Directive.
Reproduce every row below word for word, leaving out the pictures.

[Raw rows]

|---|

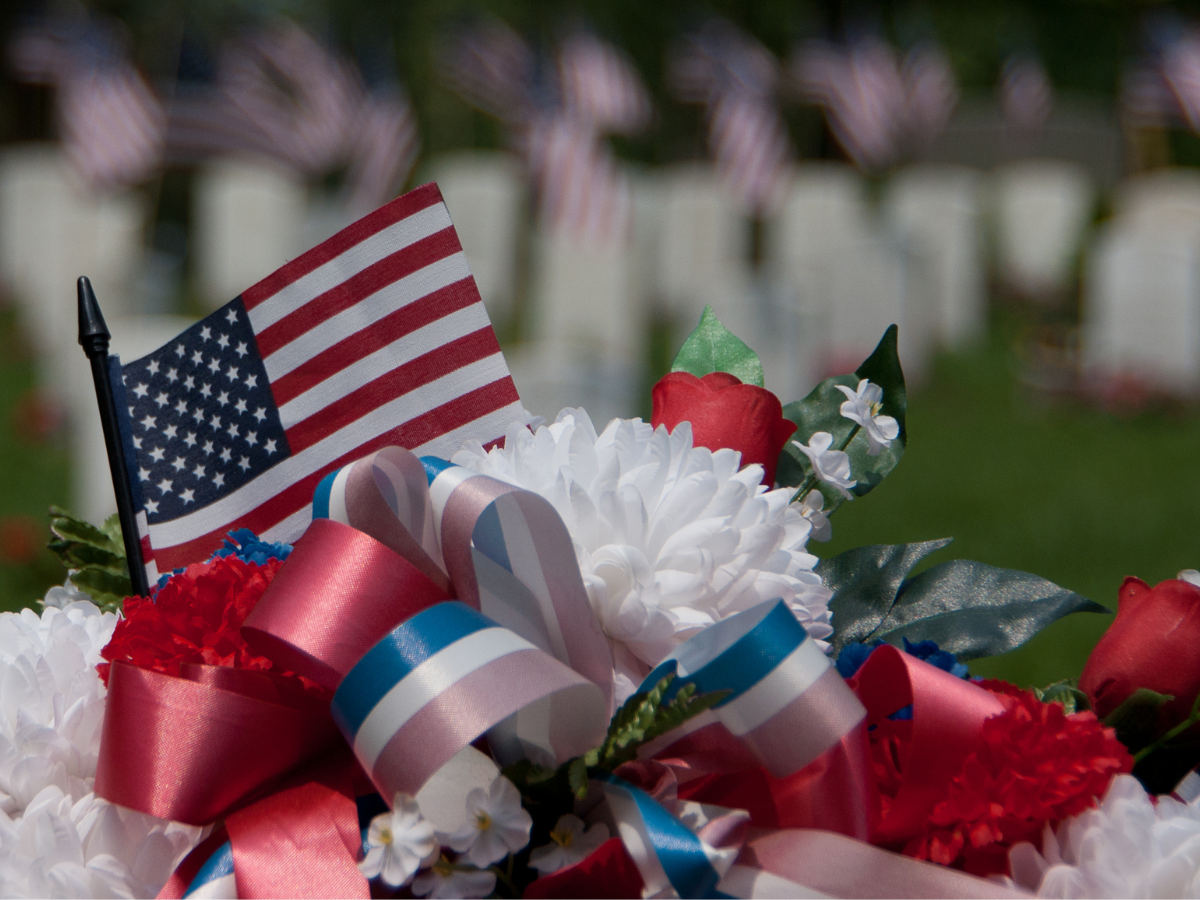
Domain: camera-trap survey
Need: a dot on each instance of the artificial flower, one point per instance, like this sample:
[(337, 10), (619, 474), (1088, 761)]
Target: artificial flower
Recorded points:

|---|

Task output.
Domain: camera-trap survey
Need: a dot on each instance of the artificial flower, one point per instance, like this sample:
[(337, 10), (619, 474), (1088, 761)]
Target: artificial flower
Recorded points:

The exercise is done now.